> [Objective] Revise the material below by changing each "one point per instance" to "a single point for each instance" and keeping everything else the same.

> [Records of labeled points]

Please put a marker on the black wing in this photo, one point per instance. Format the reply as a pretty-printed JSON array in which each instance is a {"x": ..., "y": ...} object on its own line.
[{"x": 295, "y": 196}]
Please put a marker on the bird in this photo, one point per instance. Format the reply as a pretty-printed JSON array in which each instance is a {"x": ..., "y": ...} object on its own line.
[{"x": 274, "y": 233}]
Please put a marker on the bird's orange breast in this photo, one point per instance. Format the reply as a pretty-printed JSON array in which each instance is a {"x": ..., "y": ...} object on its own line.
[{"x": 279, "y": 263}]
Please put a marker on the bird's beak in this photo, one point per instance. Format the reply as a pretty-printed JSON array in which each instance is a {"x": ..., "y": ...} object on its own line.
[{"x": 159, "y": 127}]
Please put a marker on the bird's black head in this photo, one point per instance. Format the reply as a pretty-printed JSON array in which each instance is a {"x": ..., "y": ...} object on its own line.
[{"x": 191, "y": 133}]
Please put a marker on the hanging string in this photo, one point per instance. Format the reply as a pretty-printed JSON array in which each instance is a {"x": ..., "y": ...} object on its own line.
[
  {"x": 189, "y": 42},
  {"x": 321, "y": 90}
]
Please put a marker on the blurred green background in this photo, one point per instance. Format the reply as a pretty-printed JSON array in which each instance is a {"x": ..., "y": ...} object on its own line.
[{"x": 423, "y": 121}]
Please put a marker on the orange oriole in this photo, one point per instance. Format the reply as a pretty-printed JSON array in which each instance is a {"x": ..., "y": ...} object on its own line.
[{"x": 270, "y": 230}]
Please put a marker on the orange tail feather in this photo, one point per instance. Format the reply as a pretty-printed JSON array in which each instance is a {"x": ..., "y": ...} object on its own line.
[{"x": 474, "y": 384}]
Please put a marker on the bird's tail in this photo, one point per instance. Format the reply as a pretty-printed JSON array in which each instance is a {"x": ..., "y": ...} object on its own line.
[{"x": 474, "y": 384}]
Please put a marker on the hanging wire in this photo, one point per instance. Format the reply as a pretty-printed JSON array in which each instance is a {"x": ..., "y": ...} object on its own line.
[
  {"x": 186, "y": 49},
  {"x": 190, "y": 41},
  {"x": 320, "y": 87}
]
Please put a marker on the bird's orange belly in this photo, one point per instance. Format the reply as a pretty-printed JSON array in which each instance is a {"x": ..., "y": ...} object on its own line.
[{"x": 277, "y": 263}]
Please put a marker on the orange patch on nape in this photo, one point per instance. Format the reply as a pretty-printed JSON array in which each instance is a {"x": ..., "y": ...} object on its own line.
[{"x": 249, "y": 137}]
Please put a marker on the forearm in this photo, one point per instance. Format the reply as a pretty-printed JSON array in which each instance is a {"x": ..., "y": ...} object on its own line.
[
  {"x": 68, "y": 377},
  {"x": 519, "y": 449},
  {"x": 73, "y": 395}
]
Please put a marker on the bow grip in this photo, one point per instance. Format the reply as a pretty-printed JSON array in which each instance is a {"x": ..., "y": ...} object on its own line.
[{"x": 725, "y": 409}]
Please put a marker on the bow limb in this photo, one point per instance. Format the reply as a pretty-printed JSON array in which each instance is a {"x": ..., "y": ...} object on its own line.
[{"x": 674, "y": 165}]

> [Solution to this task]
Please put a marker on the black wing in this photo, a single point for each instance. Format the reply as a pretty-printed JSON array in which each instance is a {"x": ..., "y": ...} object on its own line.
[{"x": 295, "y": 196}]
Please put a marker on the bird in this photo, a single point for each instance. Format the reply as a pretty-printed JSON array in which each instance is a {"x": ..., "y": ...} object on its own line.
[{"x": 274, "y": 233}]
Please put a marker on the bird's orange breast in this photo, a single point for each instance. Format the reply as a pretty-printed JSON array in which each instance is a {"x": ..., "y": ...} object on its own line.
[{"x": 279, "y": 263}]
Please put a marker on the bird's beak in this photo, a single point for each instance. Format the reply as a pretty-printed JSON array in which each instance is a {"x": ..., "y": ...} object on its own line.
[{"x": 159, "y": 127}]
Please put a marker on the bird's black head in this photo, a single point for each instance. Format the reply as a pretty-printed JSON array in which each instance is a {"x": ..., "y": ...} object on its own line.
[{"x": 191, "y": 133}]
Please put a marker on the hanging string in this photo, a single point for each instance. Format the reply as a pretty-printed JSON array in which each instance is a {"x": ..., "y": ...} object on its own line.
[
  {"x": 189, "y": 42},
  {"x": 321, "y": 90}
]
Please put a marker on the blurred green background in this photo, a single point for each instance. Format the reply as a pretty-printed JSON array in which each instance is a {"x": ..., "y": ...} object on its own line.
[{"x": 423, "y": 121}]
Please put a marker on the orange oriole in this photo, a single point for each instance. Format the reply as a pretty-printed JSON array in which each instance is a {"x": ..., "y": ...} object on its own line.
[{"x": 270, "y": 230}]
Please put a marker on the orange tail feather in this photo, a single point for each instance. Format the reply as a pretty-printed JSON array in which each instance is a {"x": ..., "y": ...} object on its own line.
[{"x": 474, "y": 384}]
Please put a marker on the bird's tail in this photo, a single point for each instance. Format the reply as a pretty-printed JSON array in which each instance is a {"x": ..., "y": ...} object on its own line.
[{"x": 474, "y": 384}]
Please put a marker on the hanging wire in this photo, a single point for each instance. Format the reply as a pretty-printed JSON array in which each instance is a {"x": ..., "y": ...} object on its own line.
[
  {"x": 186, "y": 49},
  {"x": 190, "y": 41},
  {"x": 320, "y": 87}
]
Please put a marker on the bird's orange belly in this photo, a single point for each instance. Format the reply as a pretty-printed JSON array in which each instance is a {"x": ..., "y": ...} object on its own line.
[{"x": 277, "y": 263}]
Please put a marker on the orange patch on nape in this photo, a single point for each instance. Format the reply as a pretty-printed JSON array in which each instance is a {"x": ..., "y": ...} object on its own line.
[{"x": 249, "y": 137}]
Please put a marker on the forearm in this photo, a single point for each instance. Format the reply as a pretty-printed JSON array in which each instance is a {"x": ..., "y": ...} object on its own line.
[
  {"x": 68, "y": 377},
  {"x": 519, "y": 449},
  {"x": 73, "y": 395}
]
Please put a marker on the bow grip in this photo, a single point for each instance. Format the reply as a pretty-printed JSON array in which each instance is a {"x": ..., "y": ...} object on its own line.
[{"x": 725, "y": 409}]
Please put a marker on the bow limb in this photo, a single point for each instance. Format the reply as a pretty-printed JSON array in which each instance is a {"x": ..., "y": ...} object on its own line.
[{"x": 674, "y": 165}]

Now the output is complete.